▸ **Tus tareas**
**A)** ¿En qué año fue la remoción del presidente Collor de Mello, según el texto sobre el PT y la destitución de Dilma?
**B)** Transcribe del texto sobre el PT y la destitución de Dilma el pasaje que comienza con "No. No estoy" y sigue hasta "de golpe, nada.".
**C)** Escribe lo que sigue al final del texto sobre el PT y la destitución de Dilma.

Aproveché también aquella estadía para charlar con buena parte de la que luego sería la conducción política del Brasil y quedé impresionado por su formación. Sin dudas, el PT estaba destinado a convertirse en la versión sudamericana de la SPD alemana, el legendario partido que abandonó el marxismo original para abrazar el reformismo y convertirse en faro de la socialdemocracia europea. Con un poco de suerte, me ilusioné, pasaría lo mismo en América Latina.
Fueron sueños de una noche de verano. Treinta años después, miles de fajos de dólares luego, casi todos los dirigentes petistas que entrevisté estuvieron o están en la cárcel, o están siendo procesados. No solo eso: el PT desperdició -no tanto como el kirchnerismo, es cierto- la mejor oportunidad histórica de sacar definitivamente al Brasil del subdesarrollo y dejó un tendal hecho de redistribución sin productividad, crecimiento sin desarrollo, atraso cambiario y recesión, clientelismo y niveles de corrupción nunca vistos en la larga historia de corrupción de la gran república federal sudamericana.
No. No estoy de acuerdo con la destitución de Dilma. No fue basada en un caso claro de corrupción y soy partidario, salvo excepciones muy especiales, de que todos los gobiernos -buenos, regulares, malos y peores- terminen su mandato. Aquí, en el Brasil o en la China. No estoy de acuerdo con la destitución de Dilma pero llamar “golpe” al impeachment es un despropósito, como lo hubiera sido también llamar golpe a la remoción del presidente Collor de Mello (1992), que el PT apoyó masivamente. El mecanismo aplicado contra Dilma es perfectamente constitucional y, por lo tanto, democrático, aunque haya sido usado inoportuna y abusivamente. Pero de golpe, nada.
Quienes así lo llaman denotan su ideología populista: la idea de que el único poder legítimo y democrático es el Ejecutivo, mientras que el Parlamento -ese “corazón vibrante de la democracia”, según Tocqueville, en el que están representados todos los partidos- es un mero apéndice destinado a cumplir funciones de escribanía.

▸ **Listado**
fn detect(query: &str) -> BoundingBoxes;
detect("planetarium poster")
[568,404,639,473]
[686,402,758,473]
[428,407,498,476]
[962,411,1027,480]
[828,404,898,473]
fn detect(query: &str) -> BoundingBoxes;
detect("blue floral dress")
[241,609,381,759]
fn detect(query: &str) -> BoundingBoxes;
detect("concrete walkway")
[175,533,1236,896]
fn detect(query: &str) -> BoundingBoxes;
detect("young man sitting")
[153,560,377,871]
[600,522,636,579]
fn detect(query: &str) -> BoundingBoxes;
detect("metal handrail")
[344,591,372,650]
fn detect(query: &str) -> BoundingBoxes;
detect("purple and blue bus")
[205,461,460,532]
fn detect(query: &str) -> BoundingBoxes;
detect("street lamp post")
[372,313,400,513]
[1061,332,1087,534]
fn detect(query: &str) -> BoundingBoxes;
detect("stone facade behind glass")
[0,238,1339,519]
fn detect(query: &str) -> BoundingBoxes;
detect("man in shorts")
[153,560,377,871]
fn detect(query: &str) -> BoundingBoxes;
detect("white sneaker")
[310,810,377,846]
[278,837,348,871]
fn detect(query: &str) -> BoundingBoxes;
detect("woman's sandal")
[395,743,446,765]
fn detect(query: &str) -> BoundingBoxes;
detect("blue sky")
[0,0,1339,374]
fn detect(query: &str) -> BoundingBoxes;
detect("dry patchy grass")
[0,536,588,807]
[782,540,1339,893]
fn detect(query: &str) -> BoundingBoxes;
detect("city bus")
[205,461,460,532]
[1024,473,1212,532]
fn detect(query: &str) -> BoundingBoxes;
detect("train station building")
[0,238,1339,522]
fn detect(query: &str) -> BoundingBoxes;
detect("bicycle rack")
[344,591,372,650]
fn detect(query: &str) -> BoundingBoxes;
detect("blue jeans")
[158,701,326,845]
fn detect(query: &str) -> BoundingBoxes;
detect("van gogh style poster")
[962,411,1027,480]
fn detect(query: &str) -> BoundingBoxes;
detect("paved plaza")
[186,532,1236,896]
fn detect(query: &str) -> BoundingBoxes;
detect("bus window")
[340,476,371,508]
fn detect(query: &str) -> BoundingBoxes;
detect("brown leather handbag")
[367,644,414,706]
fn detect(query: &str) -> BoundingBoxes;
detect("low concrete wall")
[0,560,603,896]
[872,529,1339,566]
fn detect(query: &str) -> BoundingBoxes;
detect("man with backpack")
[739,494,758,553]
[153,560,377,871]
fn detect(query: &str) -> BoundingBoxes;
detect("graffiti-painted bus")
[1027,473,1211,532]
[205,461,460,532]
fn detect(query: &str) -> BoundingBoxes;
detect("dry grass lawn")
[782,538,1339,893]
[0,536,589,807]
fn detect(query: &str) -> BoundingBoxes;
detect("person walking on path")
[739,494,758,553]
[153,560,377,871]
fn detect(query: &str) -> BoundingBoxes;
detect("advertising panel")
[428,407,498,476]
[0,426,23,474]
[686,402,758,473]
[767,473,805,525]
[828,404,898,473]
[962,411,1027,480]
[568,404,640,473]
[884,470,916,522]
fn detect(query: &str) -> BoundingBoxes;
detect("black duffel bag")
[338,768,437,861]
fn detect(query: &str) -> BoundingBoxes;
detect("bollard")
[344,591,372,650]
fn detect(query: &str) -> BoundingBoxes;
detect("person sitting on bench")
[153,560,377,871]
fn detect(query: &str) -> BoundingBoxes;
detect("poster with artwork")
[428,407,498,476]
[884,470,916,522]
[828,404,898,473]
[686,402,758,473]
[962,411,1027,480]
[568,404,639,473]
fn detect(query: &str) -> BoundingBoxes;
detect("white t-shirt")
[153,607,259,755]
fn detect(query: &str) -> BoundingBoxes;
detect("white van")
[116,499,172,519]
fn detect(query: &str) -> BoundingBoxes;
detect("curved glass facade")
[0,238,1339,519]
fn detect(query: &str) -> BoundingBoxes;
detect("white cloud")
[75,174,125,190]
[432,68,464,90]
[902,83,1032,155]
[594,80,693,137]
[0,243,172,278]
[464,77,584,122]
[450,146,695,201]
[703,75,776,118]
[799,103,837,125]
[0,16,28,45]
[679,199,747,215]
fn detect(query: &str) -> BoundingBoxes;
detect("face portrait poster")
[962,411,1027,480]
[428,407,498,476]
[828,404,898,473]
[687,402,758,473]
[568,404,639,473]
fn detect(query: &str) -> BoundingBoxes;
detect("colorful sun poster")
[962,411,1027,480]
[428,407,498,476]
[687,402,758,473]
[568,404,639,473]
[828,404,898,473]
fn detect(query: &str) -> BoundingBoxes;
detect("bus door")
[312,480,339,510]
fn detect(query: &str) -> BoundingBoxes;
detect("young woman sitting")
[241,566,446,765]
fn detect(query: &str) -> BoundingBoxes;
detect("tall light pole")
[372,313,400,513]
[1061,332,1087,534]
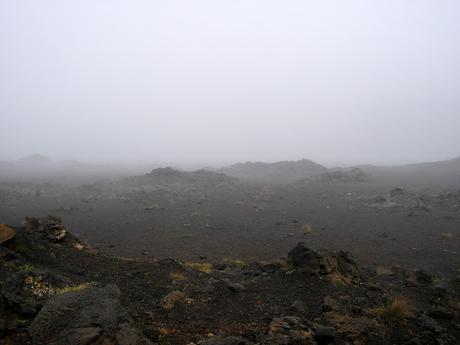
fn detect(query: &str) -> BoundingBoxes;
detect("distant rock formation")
[220,159,327,183]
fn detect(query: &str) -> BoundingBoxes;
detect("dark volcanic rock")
[200,335,253,345]
[288,242,357,275]
[0,224,16,244]
[29,285,151,345]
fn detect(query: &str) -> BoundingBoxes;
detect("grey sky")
[0,0,460,163]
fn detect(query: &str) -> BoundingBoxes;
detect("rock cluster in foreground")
[0,217,460,345]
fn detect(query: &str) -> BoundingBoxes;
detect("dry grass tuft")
[161,290,190,310]
[169,271,187,284]
[224,259,247,267]
[55,283,89,295]
[372,297,414,322]
[186,262,212,273]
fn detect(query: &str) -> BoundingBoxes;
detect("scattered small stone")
[0,224,16,244]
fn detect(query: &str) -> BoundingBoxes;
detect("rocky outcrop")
[288,242,357,275]
[29,285,151,345]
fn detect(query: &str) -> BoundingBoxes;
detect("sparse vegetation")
[55,283,89,294]
[329,272,352,285]
[223,259,247,267]
[302,224,313,235]
[186,262,212,273]
[372,297,414,323]
[19,264,37,273]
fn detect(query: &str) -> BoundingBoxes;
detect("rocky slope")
[0,217,460,345]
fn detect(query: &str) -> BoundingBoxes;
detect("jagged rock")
[161,290,187,310]
[428,306,454,320]
[291,300,307,313]
[29,285,151,345]
[24,216,67,242]
[0,224,16,244]
[321,296,342,312]
[200,335,253,345]
[264,316,316,345]
[288,242,357,275]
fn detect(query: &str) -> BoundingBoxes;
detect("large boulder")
[288,242,357,275]
[29,285,151,345]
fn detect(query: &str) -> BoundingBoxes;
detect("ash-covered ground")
[0,159,460,345]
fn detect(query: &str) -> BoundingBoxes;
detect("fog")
[0,0,460,164]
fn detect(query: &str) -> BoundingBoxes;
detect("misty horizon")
[0,1,460,165]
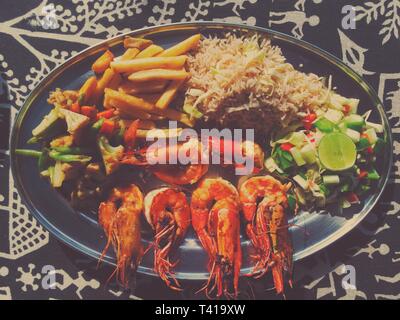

▸ **Lista de respuestas**
**A)** En 1992.

**B)**
No. No estoy de acuerdo con la destitución de Dilma. No fue basada en un caso claro de corrupción y soy partidario, salvo excepciones muy especiales, de que todos los gobiernos -buenos, regulares, malos y peores- terminen su mandato. Aquí, en el Brasil o en la China. No estoy de acuerdo con la destitución de Dilma pero llamar “golpe” al impeachment es un despropósito, como lo hubiera sido también llamar golpe a la remoción del presidente Collor de Mello (1992), que el PT apoyó masivamente. El mecanismo aplicado contra Dilma es perfectamente constitucional y, por lo tanto, democrático, aunque haya sido usado inoportuna y abusivamente. Pero de golpe, nada.

**C)**
Las recientes revelaciones del caso Odebrecht han mostrado los peores aspectos del fracaso del PT en constituirse una referencia política regional y mundial. Marcelo Odebrecht, ex CEO de la empresa, condenado a 19 años de cárcel por el Lava-Jato vinculado a las “propinas” en Petrobras, confesó que para obtener contratos por 12.000 millones de dólares en el Brasil y en otros 11 países su grupo pagó sobornos por 1.000 millones de dólares (otras fuentes dan cifras menores); y todo ello ocurrió durante las presidencias de Lula y de Dilma.
Los datos forman parte del acuerdo alcanzado entre la firma Odebrecht, el Ministerio Público Federal del Brasil, el Departamento de Justicia de Estados Unidos y la Procuraduría General de Suiza por el cual la firma provee información valiosa sobre las complicidades político-empresariales y acepta pagar una multa de 3.500 millones de dólares a cambio de un tratamiento penal más leve y de poder continuar con sus operaciones.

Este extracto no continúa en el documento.